On 10/6/06, Erik Trimble <[EMAIL PROTECTED]> wrote:
David Dyer-Bennet wrote:
> On 10/6/06, Nicolas Williams <[EMAIL PROTECTED]> wrote:
>
>> > >Maybe Erik would find it confusing.  I know I would find it
>> > >_annoying_.
>> >
>> > Then leave it set to 1 version
>>
>> Per-directory?  Per-filesystem?
>
> Whatever.  What's the actual issue here?
>
> I don't recall that on TOPS-20 it was possible to not version.  What
> you could do is set your logout.cmd file to purge your space down to
> one copy when you logged out.
But see, that assumes you have a logout-type functionality to use. Which
indeed is possible for command-line usage, but then only in a very
limited way.   During a typical session, I access almost 20 NFS-mounted
directories. And anyone using autofs/automount trees gets even more.
You're saying that my logout script has to know about all of them to
keep things clean?  That's unrealistic.  And that still doesn't solve
the problem of people who use SAMBA or NFS from machines which don't
have an interactive shell logout system (i.e. Windows).

Seems entirely realistic to me that your logout script would know
about the things you routinely use.  People who don't log into any
system are more of a problem, though.  Various things come to mind,
like having a default number of files (so it doesn't expand without
limits), and maybe a regular cron job; but I've never worked in an
environment doing versioning for non-login users over the network, so
they're all theory, no idea how they'd work in practice.


> This worked fine for the users I knew; even on a system that didn't
> have as much as a gigabyte of disk storage total to support a few
> dozen software engineers.
>
The problem is we are comparing apples to oranges in user bases here.
TOPS-20 systems had a couple of dozen users (or, at most, a few
hundred).  VMS only slightly more.  UNIX/POSIX systems have 10s of
thousands.  Plus, the number of files being created under typical modern
systems is at least two (and probably three or four) orders of magnitude
greater.  I've got 100,000 files under /usr in Solaris, and almost 1,000
under my home directory.  And I don't have anything significant in my
/home (no source code, no build/test trees, just misc business stuff).
What is managable with a few files quickly becomes unwieldy with more
than a few dozen.

I have to ask again -- is this theory?  Or have you actually worked on
a versioning filesystem?  And specifically on TOPS-20?  (I remember,
vaguely, that people found VMS versioning MUCH less comfortable to
work with than TOPS-20, and I don't know at this distance if that was
just because it was different, or because of subtle UI differences).

I don't think the number of files under /usr is relevant; how often do
you edit them by hand?  I'd expect an installation procedure to clean
up old versions when it was done installing new software; but if not a
simple purge would settle the matter.

I don't recall my directories having much fewer files then than now.

Items stored from a collection

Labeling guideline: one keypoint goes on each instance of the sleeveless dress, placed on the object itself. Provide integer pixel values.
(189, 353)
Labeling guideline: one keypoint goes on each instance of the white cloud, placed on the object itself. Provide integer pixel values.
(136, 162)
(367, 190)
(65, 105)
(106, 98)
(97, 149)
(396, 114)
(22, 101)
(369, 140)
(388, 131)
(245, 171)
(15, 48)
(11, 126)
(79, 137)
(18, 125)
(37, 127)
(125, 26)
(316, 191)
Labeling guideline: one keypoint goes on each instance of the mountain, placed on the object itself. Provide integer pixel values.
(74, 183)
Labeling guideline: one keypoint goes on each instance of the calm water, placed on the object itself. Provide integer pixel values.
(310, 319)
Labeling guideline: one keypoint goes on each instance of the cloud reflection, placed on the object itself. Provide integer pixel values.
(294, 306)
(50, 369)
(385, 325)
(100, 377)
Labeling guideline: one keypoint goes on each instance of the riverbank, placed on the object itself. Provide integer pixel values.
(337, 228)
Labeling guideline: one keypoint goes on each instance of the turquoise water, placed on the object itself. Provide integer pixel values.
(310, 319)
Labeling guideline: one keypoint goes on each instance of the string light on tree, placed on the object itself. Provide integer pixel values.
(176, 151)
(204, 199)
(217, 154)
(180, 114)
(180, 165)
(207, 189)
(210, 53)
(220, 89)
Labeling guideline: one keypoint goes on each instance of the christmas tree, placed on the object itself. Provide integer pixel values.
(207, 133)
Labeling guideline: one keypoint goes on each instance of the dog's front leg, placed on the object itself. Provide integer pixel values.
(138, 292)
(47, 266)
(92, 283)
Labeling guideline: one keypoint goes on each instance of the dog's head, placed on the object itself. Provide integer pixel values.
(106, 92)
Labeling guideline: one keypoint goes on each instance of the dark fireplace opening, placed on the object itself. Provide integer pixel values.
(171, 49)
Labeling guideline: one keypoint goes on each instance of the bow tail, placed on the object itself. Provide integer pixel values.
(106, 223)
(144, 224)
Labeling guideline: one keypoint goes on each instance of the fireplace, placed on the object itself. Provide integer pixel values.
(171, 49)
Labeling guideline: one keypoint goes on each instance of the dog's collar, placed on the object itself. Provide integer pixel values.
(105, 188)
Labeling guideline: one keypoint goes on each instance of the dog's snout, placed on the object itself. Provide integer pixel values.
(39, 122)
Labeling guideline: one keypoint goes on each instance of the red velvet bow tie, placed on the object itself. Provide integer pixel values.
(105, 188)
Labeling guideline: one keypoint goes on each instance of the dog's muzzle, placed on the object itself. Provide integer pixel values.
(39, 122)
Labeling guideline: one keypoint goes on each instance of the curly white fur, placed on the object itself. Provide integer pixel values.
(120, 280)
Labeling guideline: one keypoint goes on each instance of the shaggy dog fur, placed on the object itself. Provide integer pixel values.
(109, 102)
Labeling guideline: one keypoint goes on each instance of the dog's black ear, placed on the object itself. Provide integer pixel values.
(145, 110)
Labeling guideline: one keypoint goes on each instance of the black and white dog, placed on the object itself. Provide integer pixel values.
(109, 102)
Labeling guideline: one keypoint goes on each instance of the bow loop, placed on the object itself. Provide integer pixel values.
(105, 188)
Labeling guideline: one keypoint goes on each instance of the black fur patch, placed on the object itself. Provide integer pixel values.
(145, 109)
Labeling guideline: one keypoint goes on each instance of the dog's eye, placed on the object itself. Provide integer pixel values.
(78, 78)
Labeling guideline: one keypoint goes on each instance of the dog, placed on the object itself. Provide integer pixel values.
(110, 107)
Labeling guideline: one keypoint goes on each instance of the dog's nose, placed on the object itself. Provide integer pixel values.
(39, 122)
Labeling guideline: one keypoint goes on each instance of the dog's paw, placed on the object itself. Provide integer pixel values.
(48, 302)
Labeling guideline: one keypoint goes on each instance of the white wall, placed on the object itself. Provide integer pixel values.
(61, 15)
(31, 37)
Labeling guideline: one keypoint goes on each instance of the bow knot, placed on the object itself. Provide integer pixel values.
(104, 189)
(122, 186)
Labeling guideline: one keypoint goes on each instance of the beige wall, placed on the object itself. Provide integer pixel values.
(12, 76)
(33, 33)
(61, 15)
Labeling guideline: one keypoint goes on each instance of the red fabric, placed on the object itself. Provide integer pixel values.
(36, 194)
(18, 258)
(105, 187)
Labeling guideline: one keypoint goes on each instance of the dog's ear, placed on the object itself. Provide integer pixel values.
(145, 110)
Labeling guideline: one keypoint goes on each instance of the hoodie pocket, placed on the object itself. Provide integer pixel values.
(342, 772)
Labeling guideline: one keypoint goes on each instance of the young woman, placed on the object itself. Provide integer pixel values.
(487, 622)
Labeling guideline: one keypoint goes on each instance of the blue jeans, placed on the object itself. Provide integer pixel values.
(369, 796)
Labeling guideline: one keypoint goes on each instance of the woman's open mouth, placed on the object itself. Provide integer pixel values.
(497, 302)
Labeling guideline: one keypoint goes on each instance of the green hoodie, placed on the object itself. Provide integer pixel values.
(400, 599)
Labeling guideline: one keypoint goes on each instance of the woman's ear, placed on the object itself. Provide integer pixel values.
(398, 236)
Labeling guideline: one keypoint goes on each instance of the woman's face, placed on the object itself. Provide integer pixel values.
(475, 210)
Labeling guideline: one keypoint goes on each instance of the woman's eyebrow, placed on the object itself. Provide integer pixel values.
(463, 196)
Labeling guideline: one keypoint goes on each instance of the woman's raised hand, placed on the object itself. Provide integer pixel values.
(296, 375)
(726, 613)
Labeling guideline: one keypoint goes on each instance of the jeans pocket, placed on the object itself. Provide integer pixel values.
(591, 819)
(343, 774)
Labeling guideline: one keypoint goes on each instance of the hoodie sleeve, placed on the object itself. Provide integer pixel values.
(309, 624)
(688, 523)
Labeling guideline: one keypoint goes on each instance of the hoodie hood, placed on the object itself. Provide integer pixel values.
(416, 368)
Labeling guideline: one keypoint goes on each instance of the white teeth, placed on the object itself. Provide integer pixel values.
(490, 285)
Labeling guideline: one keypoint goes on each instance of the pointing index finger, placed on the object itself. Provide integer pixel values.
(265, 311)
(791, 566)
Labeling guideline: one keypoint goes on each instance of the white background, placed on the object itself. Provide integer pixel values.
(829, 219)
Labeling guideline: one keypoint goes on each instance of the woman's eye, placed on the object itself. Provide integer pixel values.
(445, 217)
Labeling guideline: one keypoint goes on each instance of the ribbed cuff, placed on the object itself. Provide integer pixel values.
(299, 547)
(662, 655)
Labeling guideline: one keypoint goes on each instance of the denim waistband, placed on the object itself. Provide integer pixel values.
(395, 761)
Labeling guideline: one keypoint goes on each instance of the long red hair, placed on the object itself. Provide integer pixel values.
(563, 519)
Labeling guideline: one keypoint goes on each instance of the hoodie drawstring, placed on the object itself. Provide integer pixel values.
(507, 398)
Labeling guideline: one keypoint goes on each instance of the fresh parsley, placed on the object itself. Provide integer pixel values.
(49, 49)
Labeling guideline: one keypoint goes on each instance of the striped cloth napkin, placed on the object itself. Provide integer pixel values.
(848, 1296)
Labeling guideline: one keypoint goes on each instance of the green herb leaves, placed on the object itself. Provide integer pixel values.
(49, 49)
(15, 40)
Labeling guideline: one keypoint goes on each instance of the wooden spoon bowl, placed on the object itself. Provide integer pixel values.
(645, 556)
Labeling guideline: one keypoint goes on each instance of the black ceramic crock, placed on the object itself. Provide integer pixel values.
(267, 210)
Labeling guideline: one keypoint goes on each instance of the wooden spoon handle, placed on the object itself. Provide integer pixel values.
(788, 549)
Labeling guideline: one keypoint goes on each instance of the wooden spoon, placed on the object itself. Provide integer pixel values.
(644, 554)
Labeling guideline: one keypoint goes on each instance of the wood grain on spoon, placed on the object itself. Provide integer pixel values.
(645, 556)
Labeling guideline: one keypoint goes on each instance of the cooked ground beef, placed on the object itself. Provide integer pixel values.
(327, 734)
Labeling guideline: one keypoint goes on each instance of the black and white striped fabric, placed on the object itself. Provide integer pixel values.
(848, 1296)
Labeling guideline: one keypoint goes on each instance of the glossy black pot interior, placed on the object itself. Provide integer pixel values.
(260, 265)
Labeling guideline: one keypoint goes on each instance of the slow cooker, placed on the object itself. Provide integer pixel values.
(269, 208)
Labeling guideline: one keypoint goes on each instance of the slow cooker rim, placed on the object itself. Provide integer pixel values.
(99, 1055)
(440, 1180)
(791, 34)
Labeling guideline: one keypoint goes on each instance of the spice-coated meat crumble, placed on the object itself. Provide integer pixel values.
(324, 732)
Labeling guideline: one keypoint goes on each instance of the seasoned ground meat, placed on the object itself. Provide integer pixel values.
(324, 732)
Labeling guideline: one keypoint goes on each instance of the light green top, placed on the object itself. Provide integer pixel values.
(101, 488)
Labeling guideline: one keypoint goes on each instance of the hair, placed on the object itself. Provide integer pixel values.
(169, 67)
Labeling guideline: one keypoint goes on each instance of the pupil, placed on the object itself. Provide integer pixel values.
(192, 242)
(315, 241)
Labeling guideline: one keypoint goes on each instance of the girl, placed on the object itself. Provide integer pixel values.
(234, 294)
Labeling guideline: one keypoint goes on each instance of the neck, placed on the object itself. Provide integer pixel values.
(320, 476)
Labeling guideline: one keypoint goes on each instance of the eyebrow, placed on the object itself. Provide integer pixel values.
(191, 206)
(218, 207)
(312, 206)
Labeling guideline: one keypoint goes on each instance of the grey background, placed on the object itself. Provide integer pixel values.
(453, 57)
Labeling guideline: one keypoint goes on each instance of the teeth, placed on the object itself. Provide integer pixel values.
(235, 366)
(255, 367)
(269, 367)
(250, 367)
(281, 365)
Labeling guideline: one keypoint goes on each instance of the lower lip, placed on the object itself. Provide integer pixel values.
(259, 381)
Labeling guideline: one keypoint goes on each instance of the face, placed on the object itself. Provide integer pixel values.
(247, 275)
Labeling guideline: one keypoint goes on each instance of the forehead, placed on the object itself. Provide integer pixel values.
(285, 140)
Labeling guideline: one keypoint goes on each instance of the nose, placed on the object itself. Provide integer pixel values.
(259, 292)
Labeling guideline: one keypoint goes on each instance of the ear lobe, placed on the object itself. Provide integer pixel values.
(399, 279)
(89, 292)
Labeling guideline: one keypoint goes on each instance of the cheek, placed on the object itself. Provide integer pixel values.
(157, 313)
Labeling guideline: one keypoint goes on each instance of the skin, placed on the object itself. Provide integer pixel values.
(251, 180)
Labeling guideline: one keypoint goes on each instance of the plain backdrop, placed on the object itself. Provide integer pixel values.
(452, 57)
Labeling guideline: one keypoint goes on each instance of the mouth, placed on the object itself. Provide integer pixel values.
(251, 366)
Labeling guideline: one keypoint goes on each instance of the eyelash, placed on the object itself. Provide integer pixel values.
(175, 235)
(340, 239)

§ **Task instructions**
**1)** Which people are named in the mailing-list thread on file versioning?
**2)** How many lines of the listing contain the string "fabric"? Case counts, so count only lines where it appears in that exact case, and reply with the number alone.
The mailing-list thread on file versioning and the listing come from unrelated sources.

§ **Task results**
**1)** Erik Trimble, David Dyer-Bennet, Nicolas Williams

**2)** 2